◆ TEXTE FOURNI ◆
Les esprits forts, dont le nombre semble augmenter à mesure que l’on s’éloigne du commencement du christianisme, connaîtraient leur faiblesse et reviendraient de leur erreur, si pendant quelques années ils habitaient notre ville. Forcés de croire à la création d’un monde à prendre fin, ils conviendraient naturellement que s’il était éternel, il n’y aurait de toute éternité aucunes montagnes, la surface de la terre devant être en plaine et couverte d’eau.

Les hauteurs ne sauraient s’élever sans artifice. Les vallons au contraire se comblent insensiblement ; les plaines se haussent ; le sens commun et l’expérience ne laissent là-dessus aucun doute. En un mot, s’il s’agissait ici d’une supputation géométrique, il me serait facile de démontrer que la diligence du laboureur le plus vif ou [le plus] prévoyant remontera une charretée de terre, lorsque par la culture ordinaire, les eaux et la fonte des neiges, il s’en abaissera près de mille.

Nos environs ne sont pas une terre de promission. Les paysans d’aujourd’hui, bien moins nombreux et riches que les anciens habitants de Judée, ne s’avisent plus de soutenir les terres par des murs ou de les transporter de bas en haut. Leur indigence et leur rareté préparent un désordre dont leur postérité et le public se ressentiront tôt ou tard. Plusieurs d’eux se trouvent déjà grands terriens en héritages arides.

D’autre part, le nombre des bestiaux diminue considérablement, nonobstant l’invention des cheptels, où l’avidité et la misère ont bien plus de part que la charité et la société. L’avarice s’étant venue à mêler dans ces conventions, a fait un contrat usuraire de licite qu’il était. La pauvreté à son tour et la mauvaise foi y donnent lieu au stellionat, source d’une infinité de procès et de chicanes, un laboureur, forcé par la nécessité, étant souvent contraint de frauder son créancier, en engageant jusqu’à trois ou quatre fois ses mêmes bestiaux à ceux qui sont assez faciles pour prêter de l’argent sur un immeuble dont le divertissement est fort aisé; cause, dis-je, de diverses saisies ou contestations, du peu de confiance chez les laboureurs, de l’abaissement, dépérissement et stérilité des terres.

◆ EXTRAIT DE DONNÉES ◆

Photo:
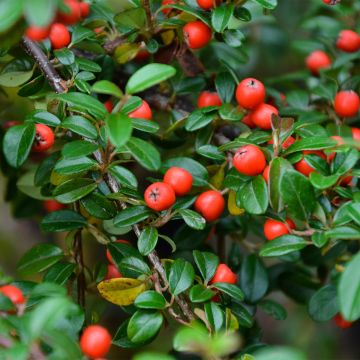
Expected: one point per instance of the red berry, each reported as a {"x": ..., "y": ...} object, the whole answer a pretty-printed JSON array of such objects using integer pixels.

◆ COURT EXERCICE A ◆
Recopiez le texte fourni depuis « D’autre part, le » jusqu'à « stérilité des terres. ».
◆ COURT EXERCICE B ◆
Répondez à ces questions à partir du texte fourni.
(i) Que font les vallons, d'après le texte ?
(ii) Que les paysans d'aujourd'hui ne s'avisent-ils plus de faire avec les terres ?
(iii) Jusqu'à combien de fois un laboureur engage-t-il parfois ses mêmes bestiaux ?

◆ RÉPONSE A ◆
D’autre part, le nombre des bestiaux diminue considérablement, nonobstant l’invention des cheptels, où l’avidité et la misère ont bien plus de part que la charité et la société. L’avarice s’étant venue à mêler dans ces conventions, a fait un contrat usuraire de licite qu’il était. La pauvreté à son tour et la mauvaise foi y donnent lieu au stellionat, source d’une infinité de procès et de chicanes, un laboureur, forcé par la nécessité, étant souvent contraint de frauder son créancier, en engageant jusqu’à trois ou quatre fois ses mêmes bestiaux à ceux qui sont assez faciles pour prêter de l’argent sur un immeuble dont le divertissement est fort aisé; cause, dis-je, de diverses saisies ou contestations, du peu de confiance chez les laboureurs, de l’abaissement, dépérissement et stérilité des terres.

◆ RÉPONSE B ◆
(i) Ils se comblent insensiblement.
(ii) Les soutenir par des murs ou les transporter de bas en haut.
(iii) Jusqu'à trois ou quatre fois.